→ **Aim**:
Type out the complete listing below word for word, without its pictures.

→ **Given entries**:
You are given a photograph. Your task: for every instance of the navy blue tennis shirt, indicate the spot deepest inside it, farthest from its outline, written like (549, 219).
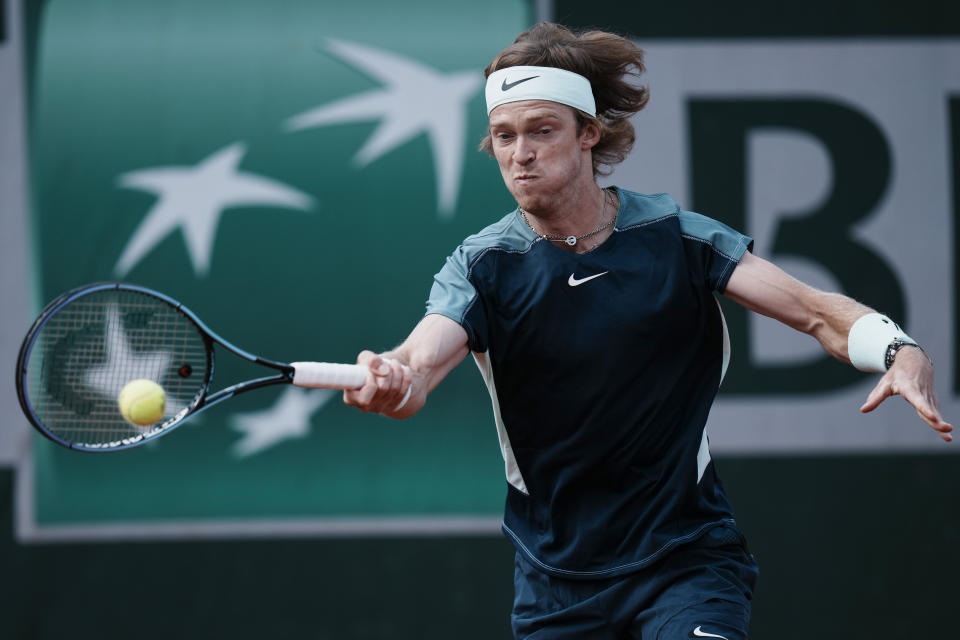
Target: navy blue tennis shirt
(602, 368)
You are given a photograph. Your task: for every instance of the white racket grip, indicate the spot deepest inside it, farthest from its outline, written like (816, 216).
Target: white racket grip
(329, 375)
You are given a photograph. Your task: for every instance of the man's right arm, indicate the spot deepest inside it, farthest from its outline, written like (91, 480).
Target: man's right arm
(435, 346)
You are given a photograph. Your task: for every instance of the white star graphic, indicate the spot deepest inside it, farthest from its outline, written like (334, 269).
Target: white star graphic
(193, 198)
(123, 363)
(288, 418)
(415, 99)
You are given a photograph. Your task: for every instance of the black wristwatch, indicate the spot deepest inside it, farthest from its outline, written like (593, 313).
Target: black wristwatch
(893, 347)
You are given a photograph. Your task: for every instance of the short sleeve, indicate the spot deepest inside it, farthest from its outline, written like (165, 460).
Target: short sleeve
(454, 296)
(714, 248)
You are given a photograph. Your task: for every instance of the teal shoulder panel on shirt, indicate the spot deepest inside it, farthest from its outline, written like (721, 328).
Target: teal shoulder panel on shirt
(732, 244)
(640, 208)
(452, 293)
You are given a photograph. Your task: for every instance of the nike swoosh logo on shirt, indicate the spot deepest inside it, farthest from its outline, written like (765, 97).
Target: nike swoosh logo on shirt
(573, 282)
(703, 634)
(506, 86)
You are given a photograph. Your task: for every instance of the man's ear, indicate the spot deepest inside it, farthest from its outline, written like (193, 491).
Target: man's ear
(590, 136)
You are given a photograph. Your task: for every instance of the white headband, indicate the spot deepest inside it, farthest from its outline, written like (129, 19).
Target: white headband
(513, 84)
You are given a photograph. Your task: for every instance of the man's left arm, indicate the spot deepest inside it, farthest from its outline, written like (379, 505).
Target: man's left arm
(764, 288)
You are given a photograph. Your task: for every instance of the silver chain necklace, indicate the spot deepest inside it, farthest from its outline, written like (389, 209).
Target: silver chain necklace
(572, 240)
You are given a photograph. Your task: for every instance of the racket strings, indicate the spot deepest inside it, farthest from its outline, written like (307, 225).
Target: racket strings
(91, 348)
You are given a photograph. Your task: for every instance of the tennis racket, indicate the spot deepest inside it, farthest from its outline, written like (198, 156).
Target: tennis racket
(90, 342)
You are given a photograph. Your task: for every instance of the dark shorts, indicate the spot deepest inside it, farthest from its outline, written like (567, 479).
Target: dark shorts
(699, 590)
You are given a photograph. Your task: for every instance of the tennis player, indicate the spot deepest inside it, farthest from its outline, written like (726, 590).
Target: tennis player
(591, 314)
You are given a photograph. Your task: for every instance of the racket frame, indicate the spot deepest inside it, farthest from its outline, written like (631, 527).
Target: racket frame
(204, 399)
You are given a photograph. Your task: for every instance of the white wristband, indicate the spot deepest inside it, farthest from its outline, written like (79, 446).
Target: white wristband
(868, 340)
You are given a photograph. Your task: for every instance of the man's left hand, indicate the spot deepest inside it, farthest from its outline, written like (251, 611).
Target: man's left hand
(911, 377)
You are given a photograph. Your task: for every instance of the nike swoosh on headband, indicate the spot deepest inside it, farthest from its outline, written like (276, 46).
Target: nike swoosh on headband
(506, 86)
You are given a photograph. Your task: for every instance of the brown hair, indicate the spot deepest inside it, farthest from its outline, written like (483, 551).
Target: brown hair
(607, 60)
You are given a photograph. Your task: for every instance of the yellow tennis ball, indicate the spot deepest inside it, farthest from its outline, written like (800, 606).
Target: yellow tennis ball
(142, 402)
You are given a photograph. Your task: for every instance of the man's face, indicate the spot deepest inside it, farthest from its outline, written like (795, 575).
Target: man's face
(542, 158)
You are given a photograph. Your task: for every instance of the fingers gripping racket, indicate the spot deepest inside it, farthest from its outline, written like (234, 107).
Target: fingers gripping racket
(90, 342)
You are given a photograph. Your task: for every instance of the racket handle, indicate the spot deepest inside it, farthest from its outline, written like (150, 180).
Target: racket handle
(329, 375)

→ **Task output**:
You are given a photograph. Your task: for every instance of the navy blue tennis shirt, indicate the spot deepest inside it, farthest from its outline, written like (549, 219).
Target: navy blue tennis shirt
(602, 368)
You are given a photograph. Your task: for every instance of the white racket grip, indicate the spot deepest inside it, farthest from its outline, written like (816, 216).
Target: white racket grip
(329, 375)
You are given a photograph. Your task: for every instance of the man's right arm, indicate the spot deepest inside it, farthest from its outline, written like (91, 480).
Target: man's right arm
(435, 346)
You are given a photograph. Your task: for every instance of the white star graphic, indicate the spot deepest inside it, farthest from its outline, written like (334, 269).
Target: white star graphic
(193, 198)
(123, 363)
(288, 418)
(415, 99)
You are given a photograph. Your task: for every instance of the black wristwatch, indicate the spot deepest inside it, farthest from its outline, written like (593, 313).
Target: black wristwatch
(893, 347)
You are given a photograph. Your task: for every instance of the short sleeve, indicate the spot deepest inside it, farthest from its outline, written like (165, 460).
Target: short sleeve
(454, 296)
(714, 248)
You are given a photograph. Your task: for every instance of the teal shoulder panel on shirt, indicate the spot deepest inside it, farthest from its outline, written like (721, 328).
Target: teal shoulder panel on shirt
(732, 244)
(640, 208)
(452, 293)
You are given a photograph. Your task: for every instance of the nike swoosh logo on shirt, indicate the spot deepest inside it, farthest from its outline, written like (765, 97).
Target: nike swoosh logo on shirt
(573, 282)
(703, 634)
(506, 86)
You are given a photograph. Your task: for every instance of the man's ear, indicate the spot deepest inside it, farthest from its outline, written like (193, 491).
Target: man's ear
(590, 136)
You are given a photograph. Your task: for every instance of the white headband, indicate the spot deepest inside it, farthest from its outline, written like (129, 19).
Target: white headband
(513, 84)
You are given a photograph. Your task: for every instance of the man's left arm, indicate the spot deepest inside it, farthest from its outline, written like (379, 505).
Target: man's left arm
(764, 288)
You are given a photograph. Your task: for every instance of the silver chain necklace, indicate the spot deepest inside it, farthest from its outline, written like (389, 209).
Target: silver chain necklace
(572, 240)
You are given a photograph. Your task: for every instance of the racket strings, indicate the spot deepest inside it, farthest from its outline, written like (307, 225).
Target: racket strings
(91, 348)
You are given a photograph. Your task: for every instance of the tennis racket, indicate the spot deepest inside it, farthest from its outline, written like (198, 156).
Target: tennis racket
(90, 342)
You are given a photograph. Your task: for every instance of the dark shorts, indicate the spot deepest inside it, farthest from its outline, written like (567, 479).
Target: dark shorts
(699, 590)
You are given a photograph. Your task: for every instance of the tennis player, indicate the spot deepest inside it, farthest from its outline, written like (726, 590).
Target: tennis player
(591, 314)
You are given a photograph. Your task: for every instance of the racket frame, indicate the spot deepest inside it, farthest from its outline, written like (631, 527).
Target: racket frame
(204, 399)
You are given a photograph. Your task: for every instance of the white wristband, indicate the spot deepest inside it, farthest from its outline, written like (79, 446).
Target: white wristband
(868, 340)
You are given a photograph. Your task: for every instance of the man's left hand, indicate the spot deepest inside it, farthest from its outline, written like (251, 611).
Target: man's left hand
(911, 377)
You are given a photograph. Your task: for every instance of the nike swoosh on headband, indicate the spot deepest inside it, farthest from its outline, written like (276, 46).
Target: nike swoosh on headband
(506, 86)
You are given a photograph. Your task: for every instance of the brown hair, indicate the spot deepest inside it, farthest from its outline, written like (483, 551).
Target: brown hair
(607, 60)
You are given a photograph. Your task: for every instance of the yellow tennis ball, indicate the spot deepest inside it, farthest from its outline, written like (800, 606).
Target: yellow tennis ball
(142, 402)
You are given a photograph. Your task: for every instance of the man's face, indicate the spot deepest inside it, farthest from its outline, written like (795, 575).
Target: man's face
(542, 158)
You are given a photograph. Your task: for every instance of the fingers gripping racket, indicate the spot deepest inside it, farthest from its outline, written like (234, 107).
Target: fingers gripping racket
(90, 342)
You are given a photograph. Your task: for every instance of the racket handle, indicate the spot deepest inside it, farthest from its outline, written like (150, 180).
Target: racket handle
(329, 375)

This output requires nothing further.